→ TASK LIST:
(1) Reproduce the game theory lecture passage between "But now, we're" and "little more careful.", inclusive.
(2) Carry on the game theory lecture transcript about dominated strategies, starting right after its final line.

→ ARTICLE:
++++++++++++++++++++

But we're going to stick
with expected utility.
And risk aversion
would not actually
cause you to choose M. Something
called ambiguity aversion would.
But we're not going
to talk about that.
So we're imagining that we
have our beliefs well-defined
about how the other
person is doing.
So I think it's actually
fair to say I don't really
want to play M. There's no
belief against which M is a best
response.
But I think it's natural
to think back to dominance.
What we said before is you might
want to throw out a strategy
if it's dominated
by another strategy.
But now, we're in this
weird middle ground, where
strategy M is not a best
response to any belief,
but it's also not dominated
by any other strategy.
And that is a weird conundrum.
But we're going to show that,
in fact, M is dominated.
We just have to be a
little more careful.
Can anyone see a sense
in which M is dominated?
Is there anything I could
do that would always
do better than M?
Yeah?
STUDENT: [INAUDIBLE]
strategy that basically
varies on whatever [INAUDIBLE].
otherwise, that
strategy [INAUDIBLE].
IAN BALL: OK, so I like
the first part of what you
said about a mixed strategy.
But crucially, with
a mixed strategy,
we can't vary our mixing
probability based on our belief.
But the mixed idea is crucial.
So what if I said, instead
of choosing strategy M,
I'm going to flip a coin.
Do you want to add something?

++++++++++++++++++++

→ DATA EXCERPTS:

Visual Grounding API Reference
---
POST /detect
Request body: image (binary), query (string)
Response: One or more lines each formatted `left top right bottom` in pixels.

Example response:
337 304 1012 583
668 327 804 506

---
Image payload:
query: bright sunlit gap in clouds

++++++++++++++++++++

→ OUTPUTS:
(1)
But now, we're in this
weird middle ground, where
strategy M is not a best
response to any belief,
but it's also not dominated
by any other strategy.
And that is a weird conundrum.
But we're going to show that,
in fact, M is dominated.
We just have to be a
little more careful.

(2)
STUDENT: [INAUDIBLE]
IAN BALL: OK.
Imagine I flipped a coin.
And if the coin is heads,
I'm going to play T.
So consider the strategy which
we'll call 1/2 T plus 1/2 B.
What does this mean?
I'm going to flip a coin.
If it's heads, I play--
well, if it's heads
I play T. That's a bit weird.
If it's tails I play T.
If it's heads, I play B.
If I were to do that--
let's add this
strategy down here.
So this is 1/2 T plus 1/2
B. If my opponent plays L,
what is my payoff from this
mixed strategy where I flip
a coin?
What's my expected payoff?
Well, with probability
1/2 I play T and I get 2.
With probability 1/2 I play
B and I get negative 1.
So my expected payoff
is 1/2 of 2, which is 1,
plus 1/2 negative 1,
which is minus 1/2.
And if I add it up, I get 1/2.
And now, let's go to this side.
If I do my same coin flip,
with probability 1/2,
I'm going to get negative 1.
With probability 1/2,
I'm going to get 2.
So maybe I'll do
the addition here.
It's 1/2 times 2 plus
1/2 times negative 1.
It's easier to distribute and
say, well, 2 minus 1 is 1.
So it's 1/2 times
1, which is 1/2.
Well, now, is M dominated?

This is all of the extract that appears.